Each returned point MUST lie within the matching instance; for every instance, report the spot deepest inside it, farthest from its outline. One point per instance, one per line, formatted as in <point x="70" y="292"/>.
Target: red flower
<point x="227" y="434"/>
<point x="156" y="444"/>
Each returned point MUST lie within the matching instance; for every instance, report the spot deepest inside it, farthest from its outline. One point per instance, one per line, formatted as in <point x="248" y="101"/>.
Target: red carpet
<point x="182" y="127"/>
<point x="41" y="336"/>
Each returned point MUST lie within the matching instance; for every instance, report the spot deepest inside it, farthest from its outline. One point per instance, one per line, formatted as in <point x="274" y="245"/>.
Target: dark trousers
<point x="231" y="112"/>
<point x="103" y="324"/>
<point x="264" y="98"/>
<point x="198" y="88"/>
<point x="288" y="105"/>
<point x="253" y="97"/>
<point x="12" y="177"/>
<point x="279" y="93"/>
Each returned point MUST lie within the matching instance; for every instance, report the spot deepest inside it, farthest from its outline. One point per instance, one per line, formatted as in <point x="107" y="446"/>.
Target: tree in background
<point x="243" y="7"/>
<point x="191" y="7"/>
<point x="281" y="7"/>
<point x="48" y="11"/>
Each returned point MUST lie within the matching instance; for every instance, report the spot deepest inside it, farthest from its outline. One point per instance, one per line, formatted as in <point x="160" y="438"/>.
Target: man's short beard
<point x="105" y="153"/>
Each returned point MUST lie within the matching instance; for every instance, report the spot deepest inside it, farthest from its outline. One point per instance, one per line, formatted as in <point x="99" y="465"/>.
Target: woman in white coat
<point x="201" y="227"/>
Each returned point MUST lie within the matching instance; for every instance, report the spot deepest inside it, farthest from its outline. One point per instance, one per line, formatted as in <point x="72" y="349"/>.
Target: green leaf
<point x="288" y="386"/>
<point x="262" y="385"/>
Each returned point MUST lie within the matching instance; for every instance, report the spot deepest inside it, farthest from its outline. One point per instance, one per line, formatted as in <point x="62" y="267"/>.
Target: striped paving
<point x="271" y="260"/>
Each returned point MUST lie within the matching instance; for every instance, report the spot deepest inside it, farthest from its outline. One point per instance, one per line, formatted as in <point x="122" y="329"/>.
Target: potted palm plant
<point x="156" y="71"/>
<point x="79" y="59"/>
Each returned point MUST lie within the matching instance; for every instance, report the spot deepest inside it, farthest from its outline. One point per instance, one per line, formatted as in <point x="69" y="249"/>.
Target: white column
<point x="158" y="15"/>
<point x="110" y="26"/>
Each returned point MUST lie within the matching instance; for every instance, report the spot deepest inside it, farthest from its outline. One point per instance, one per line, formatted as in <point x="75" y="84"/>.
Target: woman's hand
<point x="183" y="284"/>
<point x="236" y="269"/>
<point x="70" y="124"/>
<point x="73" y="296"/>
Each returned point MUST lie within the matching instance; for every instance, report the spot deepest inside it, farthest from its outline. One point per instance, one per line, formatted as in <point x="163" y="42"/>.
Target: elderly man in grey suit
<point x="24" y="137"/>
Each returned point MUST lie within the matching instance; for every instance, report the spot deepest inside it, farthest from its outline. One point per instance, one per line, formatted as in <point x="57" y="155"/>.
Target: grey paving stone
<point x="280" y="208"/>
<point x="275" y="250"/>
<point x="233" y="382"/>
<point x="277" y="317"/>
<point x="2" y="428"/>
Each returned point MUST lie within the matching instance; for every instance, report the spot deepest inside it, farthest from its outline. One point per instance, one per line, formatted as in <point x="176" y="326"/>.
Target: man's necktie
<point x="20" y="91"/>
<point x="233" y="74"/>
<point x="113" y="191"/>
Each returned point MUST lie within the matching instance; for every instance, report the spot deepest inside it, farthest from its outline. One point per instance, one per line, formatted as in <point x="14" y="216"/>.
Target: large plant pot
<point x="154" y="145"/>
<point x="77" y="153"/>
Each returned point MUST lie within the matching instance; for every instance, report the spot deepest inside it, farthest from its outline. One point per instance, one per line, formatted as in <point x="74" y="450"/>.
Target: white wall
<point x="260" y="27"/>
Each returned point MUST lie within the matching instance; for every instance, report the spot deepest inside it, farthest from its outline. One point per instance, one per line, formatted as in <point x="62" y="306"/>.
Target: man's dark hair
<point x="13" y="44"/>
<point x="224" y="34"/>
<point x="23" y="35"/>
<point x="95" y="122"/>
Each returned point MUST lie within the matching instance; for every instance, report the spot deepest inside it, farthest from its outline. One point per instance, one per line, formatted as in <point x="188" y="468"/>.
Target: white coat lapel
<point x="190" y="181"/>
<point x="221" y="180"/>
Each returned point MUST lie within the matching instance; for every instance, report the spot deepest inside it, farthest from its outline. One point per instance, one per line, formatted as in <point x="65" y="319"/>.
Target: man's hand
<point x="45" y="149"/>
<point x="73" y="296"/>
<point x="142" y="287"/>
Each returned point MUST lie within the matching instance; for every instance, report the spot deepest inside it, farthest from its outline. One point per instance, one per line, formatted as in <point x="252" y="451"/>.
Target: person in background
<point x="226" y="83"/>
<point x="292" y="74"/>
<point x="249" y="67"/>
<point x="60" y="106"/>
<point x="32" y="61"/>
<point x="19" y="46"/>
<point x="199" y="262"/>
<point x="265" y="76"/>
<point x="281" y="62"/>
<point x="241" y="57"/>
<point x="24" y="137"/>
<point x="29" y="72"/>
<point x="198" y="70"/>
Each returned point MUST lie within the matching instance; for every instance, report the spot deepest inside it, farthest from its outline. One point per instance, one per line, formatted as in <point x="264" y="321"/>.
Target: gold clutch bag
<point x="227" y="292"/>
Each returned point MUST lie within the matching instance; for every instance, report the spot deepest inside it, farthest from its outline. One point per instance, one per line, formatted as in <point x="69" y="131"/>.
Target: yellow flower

Task to carry out>
Copy each record from above without leaving any out.

Output of the exercise>
Each returned point MUST lie within the matching instance; for every instance, report the spot deepest inside it, farthest from its outline. One point per instance, one per line, formatted as in <point x="70" y="292"/>.
Target: red flower
<point x="227" y="434"/>
<point x="156" y="444"/>
Each returned point MUST lie within the matching instance; for every instance, report the spot deepest inside it, farthest from its outline. One point per instance, one per line, formatted as in <point x="248" y="101"/>.
Target: red carpet
<point x="182" y="127"/>
<point x="41" y="336"/>
Each returned point MUST lie within the matching instance; for every instance, report the spot deepest inside it, farthest from its outline. One point per instance, one per line, formatted as in <point x="274" y="245"/>.
Target: dark trousers
<point x="231" y="112"/>
<point x="103" y="324"/>
<point x="264" y="98"/>
<point x="198" y="88"/>
<point x="288" y="105"/>
<point x="253" y="97"/>
<point x="12" y="177"/>
<point x="279" y="93"/>
Each returned point MUST lie within the matching instance; for every instance, report the spot deepest inside it, farthest from its outline. One point per instance, one per line, formatted as in <point x="107" y="446"/>.
Target: tree in background
<point x="243" y="7"/>
<point x="191" y="7"/>
<point x="281" y="7"/>
<point x="48" y="11"/>
Each returned point MUST lie within the matching instance; for every instance, report the spot deepest inside it, farthest from its outline. One point per instance, one per line, formatted as in <point x="160" y="438"/>.
Target: man's short beard
<point x="105" y="153"/>
Each returned point MUST lie within the matching instance; for every instance, report the spot deepest inside it, farthest from its outline. One point per instance, one per line, formatted as in <point x="99" y="465"/>.
Target: woman in white coat
<point x="201" y="227"/>
Each returned point MUST lie within the matching instance; for every instance, report the spot deepest inside it, farthest from its outline. One point per instance, one per line, formatted as in <point x="72" y="349"/>.
Target: green leaf
<point x="288" y="386"/>
<point x="262" y="385"/>
Each returned point MUST lie within the matching instance; for every instance, report the spot deepest inside it, farthest from its outline. One point per instance, one per line, formatted as in <point x="62" y="267"/>.
Target: striped paving
<point x="271" y="260"/>
Each returned point MUST lie within the matching instance; for every instance, report the spot deepest inside it, farthest from its outline. One point per instance, one per line, formatted as in <point x="122" y="329"/>.
Target: potted palm plant
<point x="156" y="71"/>
<point x="79" y="59"/>
Each returned point MUST lie within the matching instance; for every instance, report the spot deepest inside it, farthest from its outline. One point per instance, one per line, formatted as in <point x="69" y="249"/>.
Target: white column
<point x="158" y="15"/>
<point x="110" y="26"/>
Each returned point MUST lie within the matching instance; for every instance, report the spot deepest inside it, farthest from its outline. One point per instance, one per line, formatted as in <point x="75" y="84"/>.
Target: woman's hand
<point x="183" y="284"/>
<point x="236" y="269"/>
<point x="70" y="124"/>
<point x="73" y="296"/>
Each returned point MUST lie within the matching instance; for every instance, report the spot deepest inside it, farthest from its outline. One point per instance, one per line, formatted as in <point x="163" y="42"/>.
Target: elderly man in grey suit
<point x="24" y="137"/>
Each returned point MUST lie within the matching instance; for every instance, report the spot deepest inside it, farthest from its outline. One point per instance, one per line, formatted as in <point x="57" y="155"/>.
Target: grey paving stone
<point x="280" y="208"/>
<point x="275" y="250"/>
<point x="233" y="382"/>
<point x="277" y="317"/>
<point x="2" y="428"/>
Each returned point MUST lie within the matching instance; for every instance, report the spot deepest inside it, farthest from its outline. One point per instance, one per line, formatted as in <point x="176" y="326"/>.
Target: man's necktie
<point x="20" y="91"/>
<point x="233" y="74"/>
<point x="113" y="191"/>
Each returned point MUST lie within the matching instance; for every instance, report the spot deepest inside it, farthest from its outline. One point per instance, one per line, formatted as in <point x="14" y="216"/>.
Target: large plant pot
<point x="154" y="145"/>
<point x="77" y="153"/>
Each returned point MUST lie within the matching instance; for every instance, report the spot deepest inside it, farthest from its outline. One point per instance, one per line, formatted as in <point x="74" y="450"/>.
Target: white wall
<point x="260" y="27"/>
Each returned point MUST lie within the matching instance; for every instance, report the spot deepest inside it, farthest from its outline. One point per instance, one per line, formatted as in <point x="62" y="306"/>.
Target: man's dark hair
<point x="13" y="44"/>
<point x="224" y="34"/>
<point x="23" y="35"/>
<point x="95" y="122"/>
Each returned point MUST lie within the matching instance; for every instance, report the spot deepest inside it, farthest from its outline. One point per instance, one per line, formatted as in <point x="188" y="468"/>.
Target: white coat lapel
<point x="190" y="181"/>
<point x="221" y="180"/>
Each returned point MUST lie within the matching instance; for every instance, report the spot deepest inside it, farthest from its outline. One point per instance, one per line, formatted as in <point x="65" y="319"/>.
Target: man's hand
<point x="45" y="149"/>
<point x="73" y="296"/>
<point x="142" y="287"/>
Each returned point MUST lie within the matching instance; for every instance, report the spot deepest inside it, farthest from its outline. One point per instance, one per line, formatted as in <point x="252" y="451"/>.
Target: person in background
<point x="226" y="83"/>
<point x="292" y="74"/>
<point x="249" y="67"/>
<point x="60" y="106"/>
<point x="32" y="61"/>
<point x="19" y="46"/>
<point x="199" y="262"/>
<point x="265" y="76"/>
<point x="281" y="62"/>
<point x="241" y="57"/>
<point x="24" y="137"/>
<point x="29" y="72"/>
<point x="198" y="70"/>
Each returned point MUST lie within the matching instance; for every instance, report the spot deepest inside it, farthest from its outline. One point per instance, one per line, formatted as in <point x="264" y="321"/>.
Target: gold clutch bag
<point x="227" y="292"/>
Each returned point MUST lie within the matching instance; for every instance, report the spot deepest inside it, farthest from its outline. One point per instance, one per line, formatted as in <point x="69" y="131"/>.
Target: yellow flower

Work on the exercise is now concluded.